• **DO THIS**:
Please write out the records again from the line that has "One point lands on each instance of the windshield;" through the end of the records, requests included and nothing else. Multiply each point coordinate in the answers by 1.75, rounding to whole numbers with halves going up.

• **EXERCISE INPUTS**:
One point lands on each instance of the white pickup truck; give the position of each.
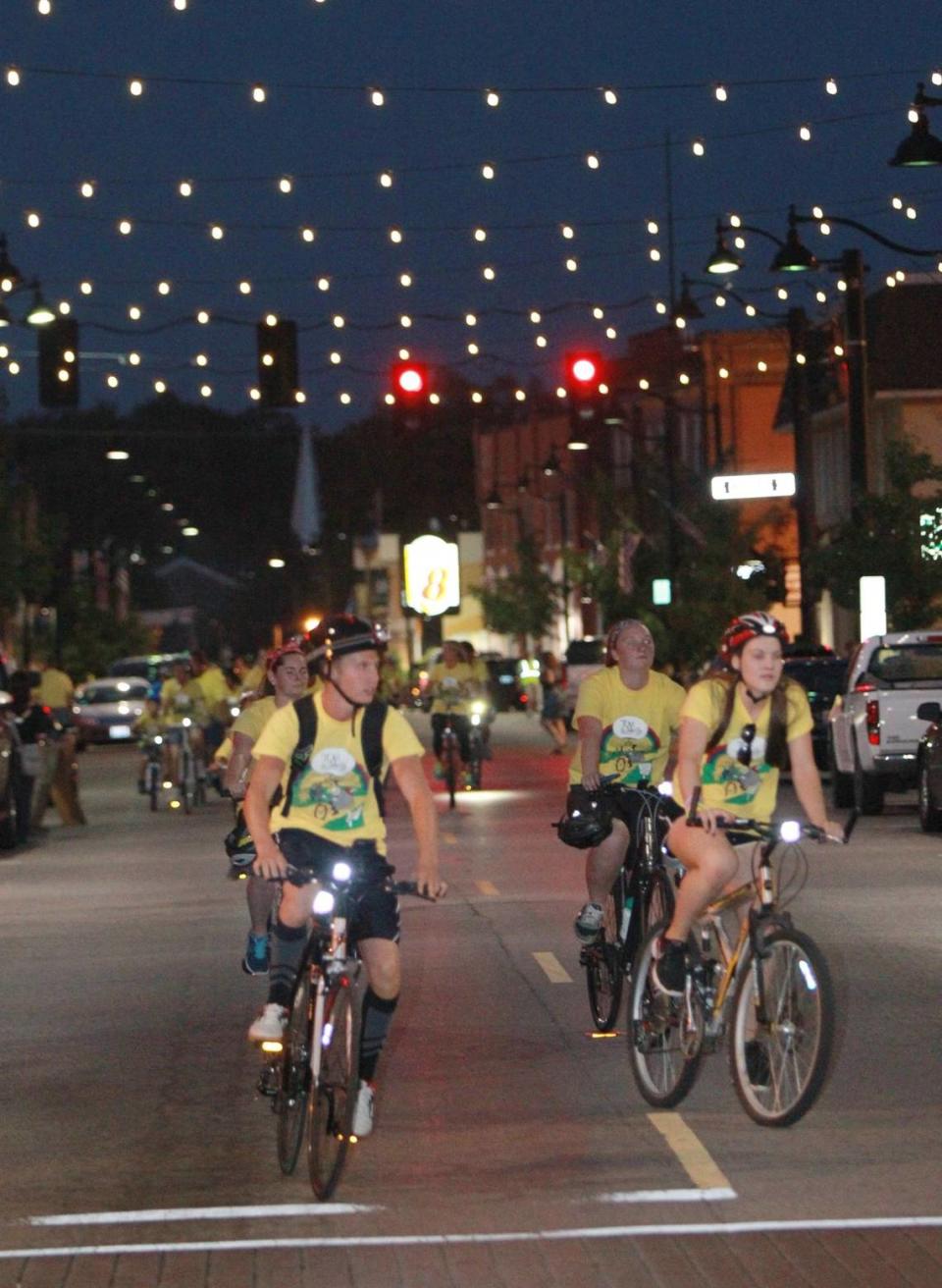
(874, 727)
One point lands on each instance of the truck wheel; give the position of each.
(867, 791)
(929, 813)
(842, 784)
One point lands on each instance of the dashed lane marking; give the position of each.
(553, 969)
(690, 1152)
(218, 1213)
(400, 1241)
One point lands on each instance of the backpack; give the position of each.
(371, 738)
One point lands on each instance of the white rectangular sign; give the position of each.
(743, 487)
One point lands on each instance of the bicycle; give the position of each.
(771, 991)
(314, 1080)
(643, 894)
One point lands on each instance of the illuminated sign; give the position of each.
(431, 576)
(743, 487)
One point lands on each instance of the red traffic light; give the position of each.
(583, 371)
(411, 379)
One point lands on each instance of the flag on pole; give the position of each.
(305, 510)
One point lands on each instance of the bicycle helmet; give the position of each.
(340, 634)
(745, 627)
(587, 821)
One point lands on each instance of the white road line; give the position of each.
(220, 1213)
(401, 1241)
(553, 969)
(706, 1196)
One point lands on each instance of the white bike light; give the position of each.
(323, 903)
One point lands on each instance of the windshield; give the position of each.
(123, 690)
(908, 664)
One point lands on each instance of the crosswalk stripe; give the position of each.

• **THE REPLY**:
One point lands on each instance of the windshield; give the position of each.
(215, 1208)
(1589, 1162)
One point lands on each instance of the crosswalk stripe; give the position of each.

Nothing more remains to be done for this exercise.